#### [Instructions for the task]
Reproduce each of the records below verbatim, character for character, with no changes.

(Segmentation annotation records)
____________
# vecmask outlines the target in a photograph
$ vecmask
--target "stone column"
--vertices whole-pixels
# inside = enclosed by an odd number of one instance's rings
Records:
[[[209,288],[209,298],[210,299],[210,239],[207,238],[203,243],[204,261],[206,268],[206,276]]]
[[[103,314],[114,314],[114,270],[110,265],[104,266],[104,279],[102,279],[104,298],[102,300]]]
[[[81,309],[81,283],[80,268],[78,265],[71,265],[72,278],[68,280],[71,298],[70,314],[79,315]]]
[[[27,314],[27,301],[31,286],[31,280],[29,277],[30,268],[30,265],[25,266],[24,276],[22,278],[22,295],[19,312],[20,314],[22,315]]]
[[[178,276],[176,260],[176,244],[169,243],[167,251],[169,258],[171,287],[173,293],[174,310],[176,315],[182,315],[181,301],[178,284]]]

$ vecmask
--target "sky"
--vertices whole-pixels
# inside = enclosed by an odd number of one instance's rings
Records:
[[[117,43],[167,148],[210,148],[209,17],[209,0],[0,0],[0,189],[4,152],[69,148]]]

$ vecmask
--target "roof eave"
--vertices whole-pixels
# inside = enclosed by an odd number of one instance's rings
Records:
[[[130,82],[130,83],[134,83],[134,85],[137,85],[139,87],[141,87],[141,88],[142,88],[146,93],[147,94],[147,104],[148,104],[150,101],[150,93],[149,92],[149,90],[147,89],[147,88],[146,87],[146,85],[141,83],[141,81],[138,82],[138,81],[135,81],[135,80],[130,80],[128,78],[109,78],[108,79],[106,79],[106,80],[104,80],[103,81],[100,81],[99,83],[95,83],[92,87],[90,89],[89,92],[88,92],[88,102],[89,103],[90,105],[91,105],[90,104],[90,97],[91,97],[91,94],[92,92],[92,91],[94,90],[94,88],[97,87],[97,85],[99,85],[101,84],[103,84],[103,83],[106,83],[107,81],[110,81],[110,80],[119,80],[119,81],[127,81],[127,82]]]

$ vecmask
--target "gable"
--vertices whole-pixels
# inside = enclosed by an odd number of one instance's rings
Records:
____________
#### [Output for this exercise]
# vecmask outlines the target in a photograph
$ vecmask
--target "stone column"
--vertices whole-pixels
# inside = enclosed by an odd number of one instance's rings
Records:
[[[209,288],[209,298],[210,299],[210,239],[207,238],[203,243],[204,261],[206,268],[206,276]]]
[[[103,314],[114,314],[114,270],[110,265],[104,266],[104,279],[102,279],[104,298],[102,300]]]
[[[81,309],[81,283],[80,268],[78,265],[71,265],[72,278],[68,280],[71,298],[70,314],[79,315]]]
[[[27,314],[27,301],[31,286],[31,280],[29,277],[30,268],[30,265],[25,266],[24,276],[22,278],[22,295],[19,312],[20,314],[22,315]]]
[[[178,276],[176,260],[176,244],[169,243],[167,251],[169,258],[171,287],[173,293],[174,310],[176,315],[182,315],[181,301],[178,284]]]

$ vecmask
--target "sky"
--vertices whole-pixels
# inside = enclosed by an odd number of one instance's rings
Records:
[[[117,43],[167,148],[210,148],[209,17],[209,0],[0,0],[0,189],[4,152],[69,148]]]

$ vecmask
--target "roof eave"
--vertices whole-pixels
# inside = enclosed by an odd number of one instance's rings
Records:
[[[130,82],[130,83],[134,83],[134,85],[137,85],[139,87],[141,87],[141,88],[142,88],[146,93],[147,94],[147,104],[148,104],[150,101],[150,93],[149,92],[149,90],[147,89],[147,88],[146,87],[146,85],[141,83],[141,81],[138,82],[138,81],[135,81],[135,80],[130,80],[128,78],[109,78],[108,79],[106,79],[106,80],[104,80],[103,81],[100,81],[99,83],[95,83],[92,87],[90,89],[89,92],[88,92],[88,102],[89,103],[90,105],[91,105],[90,104],[90,97],[91,97],[91,94],[92,92],[92,91],[94,90],[94,88],[97,87],[97,85],[99,85],[101,84],[103,84],[103,83],[106,83],[107,81],[110,81],[110,80],[119,80],[119,81],[127,81],[127,82]]]

$ vecmask
--target "gable"
--vertices whole-pixels
# inside = enclosed by an odd number of one instance's rings
Records:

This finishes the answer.